■ **What is asked**: Copy every line of the records below word for word, without changing anything.

■ **Data shown**:
[Start]
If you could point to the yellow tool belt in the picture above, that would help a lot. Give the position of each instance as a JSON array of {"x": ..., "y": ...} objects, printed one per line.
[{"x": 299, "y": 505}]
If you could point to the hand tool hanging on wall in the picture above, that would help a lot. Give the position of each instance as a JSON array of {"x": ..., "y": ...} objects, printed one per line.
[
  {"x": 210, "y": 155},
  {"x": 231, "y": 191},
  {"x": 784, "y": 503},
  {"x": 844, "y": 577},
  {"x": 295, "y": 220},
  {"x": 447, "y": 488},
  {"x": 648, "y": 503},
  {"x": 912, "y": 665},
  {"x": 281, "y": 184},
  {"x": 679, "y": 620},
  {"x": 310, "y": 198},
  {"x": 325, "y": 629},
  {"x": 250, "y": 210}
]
[End]
■ **Solution**:
If you could point to the yellow tool belt in the picture above, that would help a lot. Give the position of each instance as a JSON array of {"x": ..., "y": ...} objects, printed one per line.
[{"x": 299, "y": 505}]
If you could point to the hand tool hanging on wall in the picture above, that would help a lot. Give the position of each instance as a JSON array of {"x": ..., "y": ...} objects, printed one per line.
[
  {"x": 210, "y": 155},
  {"x": 231, "y": 191},
  {"x": 784, "y": 503},
  {"x": 844, "y": 577},
  {"x": 295, "y": 220},
  {"x": 447, "y": 488},
  {"x": 648, "y": 503},
  {"x": 912, "y": 665},
  {"x": 281, "y": 184},
  {"x": 679, "y": 620},
  {"x": 310, "y": 198},
  {"x": 325, "y": 629},
  {"x": 250, "y": 210}
]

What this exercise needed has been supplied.